• _Your instructions_: Update the rows from the line that contains "calf forehead, the" through the end of the rows, putting "innermost" in place of "deepest" and keeping everything else the same.

• _Information given_:

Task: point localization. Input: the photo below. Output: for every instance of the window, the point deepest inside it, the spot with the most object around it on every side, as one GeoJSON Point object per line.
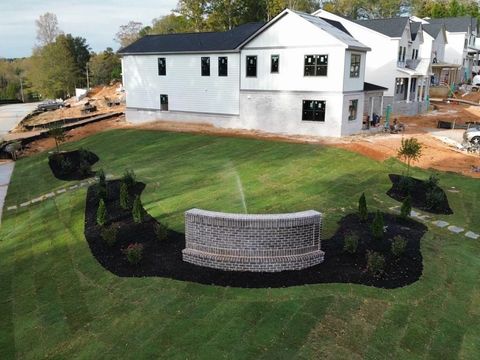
{"type": "Point", "coordinates": [222, 66]}
{"type": "Point", "coordinates": [352, 109]}
{"type": "Point", "coordinates": [355, 65]}
{"type": "Point", "coordinates": [275, 62]}
{"type": "Point", "coordinates": [162, 66]}
{"type": "Point", "coordinates": [316, 65]}
{"type": "Point", "coordinates": [164, 102]}
{"type": "Point", "coordinates": [251, 66]}
{"type": "Point", "coordinates": [205, 66]}
{"type": "Point", "coordinates": [313, 110]}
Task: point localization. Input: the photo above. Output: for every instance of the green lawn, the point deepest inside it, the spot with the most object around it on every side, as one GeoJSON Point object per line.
{"type": "Point", "coordinates": [58, 302]}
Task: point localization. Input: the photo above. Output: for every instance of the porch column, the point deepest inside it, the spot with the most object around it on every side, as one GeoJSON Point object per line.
{"type": "Point", "coordinates": [408, 88]}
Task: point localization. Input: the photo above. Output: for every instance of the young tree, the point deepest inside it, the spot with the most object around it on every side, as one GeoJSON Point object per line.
{"type": "Point", "coordinates": [47, 28]}
{"type": "Point", "coordinates": [410, 150]}
{"type": "Point", "coordinates": [57, 132]}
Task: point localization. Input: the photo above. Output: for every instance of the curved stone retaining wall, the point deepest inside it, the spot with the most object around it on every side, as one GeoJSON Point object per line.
{"type": "Point", "coordinates": [260, 243]}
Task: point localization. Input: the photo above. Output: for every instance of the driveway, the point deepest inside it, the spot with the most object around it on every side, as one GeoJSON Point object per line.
{"type": "Point", "coordinates": [11, 115]}
{"type": "Point", "coordinates": [6, 170]}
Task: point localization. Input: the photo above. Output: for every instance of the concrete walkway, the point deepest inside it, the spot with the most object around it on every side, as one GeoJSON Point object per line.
{"type": "Point", "coordinates": [6, 170]}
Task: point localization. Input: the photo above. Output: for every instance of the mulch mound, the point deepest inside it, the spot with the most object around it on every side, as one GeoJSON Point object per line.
{"type": "Point", "coordinates": [72, 165]}
{"type": "Point", "coordinates": [418, 194]}
{"type": "Point", "coordinates": [164, 258]}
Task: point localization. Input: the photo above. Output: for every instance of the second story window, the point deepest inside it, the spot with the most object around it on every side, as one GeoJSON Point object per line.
{"type": "Point", "coordinates": [315, 65]}
{"type": "Point", "coordinates": [251, 66]}
{"type": "Point", "coordinates": [222, 66]}
{"type": "Point", "coordinates": [275, 64]}
{"type": "Point", "coordinates": [205, 66]}
{"type": "Point", "coordinates": [355, 66]}
{"type": "Point", "coordinates": [162, 66]}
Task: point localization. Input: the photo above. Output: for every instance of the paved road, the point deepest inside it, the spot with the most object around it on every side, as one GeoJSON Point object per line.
{"type": "Point", "coordinates": [6, 170]}
{"type": "Point", "coordinates": [11, 115]}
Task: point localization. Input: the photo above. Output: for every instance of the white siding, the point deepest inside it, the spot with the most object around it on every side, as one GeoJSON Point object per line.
{"type": "Point", "coordinates": [187, 90]}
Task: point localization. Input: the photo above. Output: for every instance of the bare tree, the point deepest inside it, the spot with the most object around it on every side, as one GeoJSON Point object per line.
{"type": "Point", "coordinates": [47, 28]}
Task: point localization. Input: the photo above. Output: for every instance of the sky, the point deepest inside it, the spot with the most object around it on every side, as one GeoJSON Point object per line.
{"type": "Point", "coordinates": [95, 20]}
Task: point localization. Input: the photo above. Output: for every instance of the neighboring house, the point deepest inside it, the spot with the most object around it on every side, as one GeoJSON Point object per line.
{"type": "Point", "coordinates": [297, 74]}
{"type": "Point", "coordinates": [395, 61]}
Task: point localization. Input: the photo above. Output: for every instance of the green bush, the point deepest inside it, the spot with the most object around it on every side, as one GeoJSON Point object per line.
{"type": "Point", "coordinates": [124, 196]}
{"type": "Point", "coordinates": [399, 244]}
{"type": "Point", "coordinates": [362, 208]}
{"type": "Point", "coordinates": [101, 213]}
{"type": "Point", "coordinates": [375, 263]}
{"type": "Point", "coordinates": [160, 231]}
{"type": "Point", "coordinates": [406, 208]}
{"type": "Point", "coordinates": [137, 212]}
{"type": "Point", "coordinates": [350, 243]}
{"type": "Point", "coordinates": [134, 253]}
{"type": "Point", "coordinates": [109, 235]}
{"type": "Point", "coordinates": [377, 225]}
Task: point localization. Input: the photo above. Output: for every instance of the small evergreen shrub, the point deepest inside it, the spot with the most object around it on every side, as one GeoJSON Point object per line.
{"type": "Point", "coordinates": [101, 213]}
{"type": "Point", "coordinates": [406, 208]}
{"type": "Point", "coordinates": [350, 243]}
{"type": "Point", "coordinates": [362, 208]}
{"type": "Point", "coordinates": [134, 253]}
{"type": "Point", "coordinates": [124, 197]}
{"type": "Point", "coordinates": [137, 211]}
{"type": "Point", "coordinates": [160, 231]}
{"type": "Point", "coordinates": [399, 244]}
{"type": "Point", "coordinates": [109, 235]}
{"type": "Point", "coordinates": [375, 263]}
{"type": "Point", "coordinates": [377, 226]}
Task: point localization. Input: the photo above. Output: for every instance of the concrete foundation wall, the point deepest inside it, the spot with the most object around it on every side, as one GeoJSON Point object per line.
{"type": "Point", "coordinates": [257, 243]}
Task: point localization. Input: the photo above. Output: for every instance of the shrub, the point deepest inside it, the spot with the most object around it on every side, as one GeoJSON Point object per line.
{"type": "Point", "coordinates": [160, 231]}
{"type": "Point", "coordinates": [124, 197]}
{"type": "Point", "coordinates": [377, 226]}
{"type": "Point", "coordinates": [101, 213]}
{"type": "Point", "coordinates": [137, 212]}
{"type": "Point", "coordinates": [362, 208]}
{"type": "Point", "coordinates": [109, 235]}
{"type": "Point", "coordinates": [350, 243]}
{"type": "Point", "coordinates": [399, 245]}
{"type": "Point", "coordinates": [375, 263]}
{"type": "Point", "coordinates": [134, 253]}
{"type": "Point", "coordinates": [406, 207]}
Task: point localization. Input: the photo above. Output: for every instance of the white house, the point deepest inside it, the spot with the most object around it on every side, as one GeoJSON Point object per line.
{"type": "Point", "coordinates": [394, 61]}
{"type": "Point", "coordinates": [297, 74]}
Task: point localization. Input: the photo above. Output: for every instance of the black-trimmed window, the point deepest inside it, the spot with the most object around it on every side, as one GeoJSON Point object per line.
{"type": "Point", "coordinates": [275, 64]}
{"type": "Point", "coordinates": [355, 65]}
{"type": "Point", "coordinates": [251, 66]}
{"type": "Point", "coordinates": [205, 66]}
{"type": "Point", "coordinates": [316, 65]}
{"type": "Point", "coordinates": [313, 110]}
{"type": "Point", "coordinates": [223, 66]}
{"type": "Point", "coordinates": [352, 110]}
{"type": "Point", "coordinates": [164, 102]}
{"type": "Point", "coordinates": [162, 66]}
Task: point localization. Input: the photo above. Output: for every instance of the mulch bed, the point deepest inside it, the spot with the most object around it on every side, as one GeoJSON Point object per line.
{"type": "Point", "coordinates": [72, 165]}
{"type": "Point", "coordinates": [164, 258]}
{"type": "Point", "coordinates": [418, 194]}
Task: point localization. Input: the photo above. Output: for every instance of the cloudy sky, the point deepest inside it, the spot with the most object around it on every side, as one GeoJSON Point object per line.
{"type": "Point", "coordinates": [95, 20]}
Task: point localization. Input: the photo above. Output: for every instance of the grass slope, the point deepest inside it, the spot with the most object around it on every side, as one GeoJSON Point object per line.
{"type": "Point", "coordinates": [57, 302]}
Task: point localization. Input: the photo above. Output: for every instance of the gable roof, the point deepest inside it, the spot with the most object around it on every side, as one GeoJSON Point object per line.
{"type": "Point", "coordinates": [193, 42]}
{"type": "Point", "coordinates": [456, 24]}
{"type": "Point", "coordinates": [392, 27]}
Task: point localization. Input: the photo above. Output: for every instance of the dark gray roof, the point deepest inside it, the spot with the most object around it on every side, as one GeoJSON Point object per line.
{"type": "Point", "coordinates": [456, 24]}
{"type": "Point", "coordinates": [392, 27]}
{"type": "Point", "coordinates": [193, 42]}
{"type": "Point", "coordinates": [432, 29]}
{"type": "Point", "coordinates": [372, 87]}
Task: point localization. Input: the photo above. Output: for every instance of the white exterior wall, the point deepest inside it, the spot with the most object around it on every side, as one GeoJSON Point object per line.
{"type": "Point", "coordinates": [187, 90]}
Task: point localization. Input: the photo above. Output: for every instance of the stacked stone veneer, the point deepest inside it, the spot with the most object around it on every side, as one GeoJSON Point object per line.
{"type": "Point", "coordinates": [260, 243]}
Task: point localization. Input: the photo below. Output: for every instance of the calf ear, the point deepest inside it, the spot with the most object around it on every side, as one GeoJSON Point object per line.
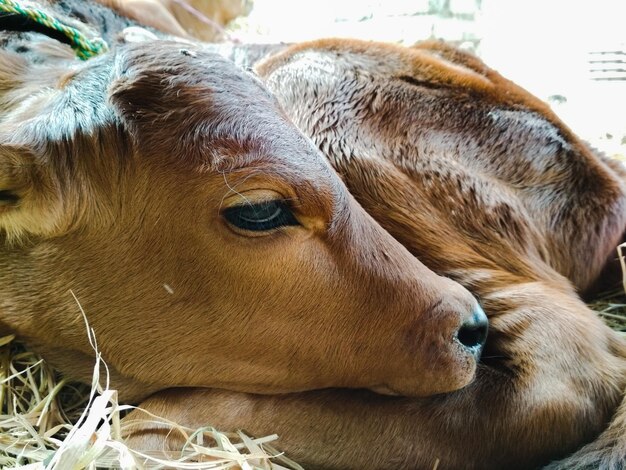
{"type": "Point", "coordinates": [29, 199]}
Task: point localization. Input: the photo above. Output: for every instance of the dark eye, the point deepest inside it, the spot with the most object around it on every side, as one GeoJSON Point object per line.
{"type": "Point", "coordinates": [259, 217]}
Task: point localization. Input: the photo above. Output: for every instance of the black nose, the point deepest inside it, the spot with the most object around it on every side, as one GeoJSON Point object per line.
{"type": "Point", "coordinates": [473, 332]}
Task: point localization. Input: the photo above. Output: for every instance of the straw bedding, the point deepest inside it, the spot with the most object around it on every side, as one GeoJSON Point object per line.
{"type": "Point", "coordinates": [48, 422]}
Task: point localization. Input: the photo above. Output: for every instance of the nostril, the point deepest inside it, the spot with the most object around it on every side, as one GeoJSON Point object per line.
{"type": "Point", "coordinates": [473, 333]}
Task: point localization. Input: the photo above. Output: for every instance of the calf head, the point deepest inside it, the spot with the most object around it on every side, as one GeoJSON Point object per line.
{"type": "Point", "coordinates": [206, 239]}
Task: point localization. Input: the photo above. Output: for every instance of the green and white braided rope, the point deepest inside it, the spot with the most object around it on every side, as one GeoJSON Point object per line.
{"type": "Point", "coordinates": [85, 48]}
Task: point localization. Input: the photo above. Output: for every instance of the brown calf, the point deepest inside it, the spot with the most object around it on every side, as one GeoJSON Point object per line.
{"type": "Point", "coordinates": [209, 243]}
{"type": "Point", "coordinates": [481, 182]}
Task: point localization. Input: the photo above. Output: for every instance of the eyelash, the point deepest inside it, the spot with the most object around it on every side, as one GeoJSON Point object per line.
{"type": "Point", "coordinates": [260, 217]}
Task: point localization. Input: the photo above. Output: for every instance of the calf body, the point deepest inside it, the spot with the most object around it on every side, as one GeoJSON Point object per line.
{"type": "Point", "coordinates": [166, 189]}
{"type": "Point", "coordinates": [484, 184]}
{"type": "Point", "coordinates": [471, 174]}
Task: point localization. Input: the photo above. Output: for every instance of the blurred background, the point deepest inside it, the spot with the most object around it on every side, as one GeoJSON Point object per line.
{"type": "Point", "coordinates": [571, 54]}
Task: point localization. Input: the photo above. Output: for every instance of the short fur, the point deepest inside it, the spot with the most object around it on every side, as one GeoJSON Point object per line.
{"type": "Point", "coordinates": [484, 184]}
{"type": "Point", "coordinates": [470, 173]}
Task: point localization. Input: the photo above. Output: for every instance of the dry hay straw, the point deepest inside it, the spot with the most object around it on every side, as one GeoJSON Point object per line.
{"type": "Point", "coordinates": [49, 423]}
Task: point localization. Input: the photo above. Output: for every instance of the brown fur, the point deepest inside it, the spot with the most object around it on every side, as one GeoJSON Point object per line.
{"type": "Point", "coordinates": [484, 184]}
{"type": "Point", "coordinates": [471, 174]}
{"type": "Point", "coordinates": [119, 169]}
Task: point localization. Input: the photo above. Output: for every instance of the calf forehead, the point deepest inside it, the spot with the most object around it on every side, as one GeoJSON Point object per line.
{"type": "Point", "coordinates": [205, 108]}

• _Output below_:
Task: point localization. Input: the photo above. Output: for every instance of the calf forehead, the point innermost inside it, the spot with the most object around it on every side, as one GeoJSON Point object per line.
{"type": "Point", "coordinates": [205, 108]}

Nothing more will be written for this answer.